_Exercise task:_
Extend the biographical sketch of physicist Eugene Parker below with the next few sentences, picking up after its last line.

_Excerpted passage:_
====

Prof. Eugene Newman Parker

Study of the Sun and its relation to the phenomena on Earth has been one of the central themes of modern scientific research. Professor Eugene Parker in undoubtedly one of the greatest living exponents of the science that has contributed deeply to our current knowledge and understanding of solar-terrestrial relations. He has carried forward the legacy of such pioneers as S. Chapman, W.M. Elsasser and Hannes Alfven and has profoundly influenced developments in astrophysics.

Eugene Newman Parker was born in Houghton, Michigan on June 10, 1927 exactly two months before the birth of the man in whose memory the current lecture series has been institutd. He received a B.S degree from Michigan State University in 1948 and a Ph.D from California Institute of Technology in 1951. From Caltech, Parker went to the University of Utah where he held various academic positions till 1955. During 1953-55, Parker worked with Elsasser and developed his love for cosmic magentic fields, which has been the recurring theme of much of his research. In 1955, Parker moved to the University of Chicago becoming a faculty member in the department of Physics in 1957 and in the department of Astronomy and Astrophysics in 1967. He retired in 1995 as the S. Chandrashekar Distinguished Service Professor at the Enrico Fermi Institute and the department of physics and astronomy of University of Chicago.

In 1957, Chapman had developed a static model of the outer atmosphere of the Sun, where he showed that owing to the high thermal conductivity of the corona, its temperature would remain high even at large distances from the Sun and the limiting pressure would be several orders of magniture higher than the value known to apply to the normal interstellar medium. Parker abandoned Chapman's static model in favour of a dynamic one with a steady outflow of material from th corona. He produced an elegant theory based on non-linear equations for observation of mass, momentum and energy and obtained different types of solutions. He developed solutions where the expansion speed increased with distance from the Sun reaching supersonic values of a few hundred kilometres per second and for which the pressure vanished in the limit of large distances, thus bringing consistency with the known interstellar values. Thus was born the theory of the solar wind, the central component of heliophysical phnomena which affect the climate on Earth in a variety of ways. Despite the elegance of Parker's mathematical description of the solar wind, his theory was not easily accepted by physicists of the time and his paper model needed editorial intervention to achieve publication in the Astrophysical Journal in 1958. The first direct observations of the solar wind, which came soon after its publication amply vindicated his theory.

====

_Given data:_
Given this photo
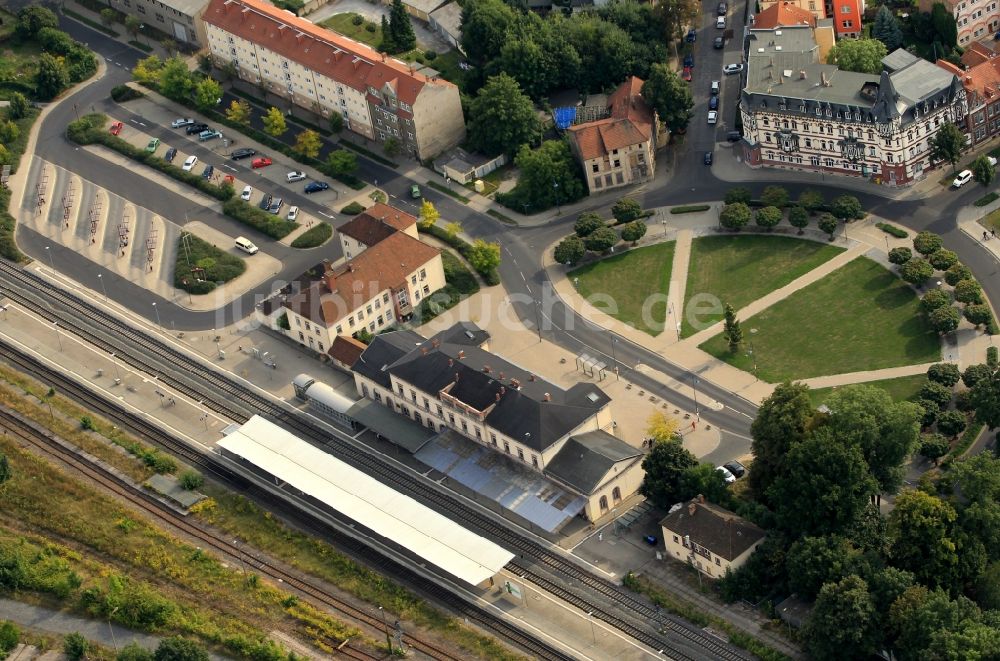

====

_The answer:_
Parker also studied the dynamic properties of the gaseous disc of our Galaxy, which is inflated by the magnetic field and cosmic rays, and demonstrated the basic barometric equilibrium of such a system. In his Henry Norris Russell Lecture to the American Astrnonomical Society in 1969, Parker spoke on the Origin of Magnetic Fields. Astronomers in nearly every specialized field can find areas where Parker has made significant contribution. In one of his recent popular articles (Physics Today, June 2000) entitled The Physics of the Sun and the Galaxy to Stars, Parker prefaced it with the remark,

"The Sun is stranger than you think, displaying mysterious
manifestations of familiar laws of Physics and posing new
problems with every major advance in exploratory measurement."

Parker's own research spanning more then four decades, has done much to motivate these exploratory measurements and has provided the correct scientific interpretation of such measurements.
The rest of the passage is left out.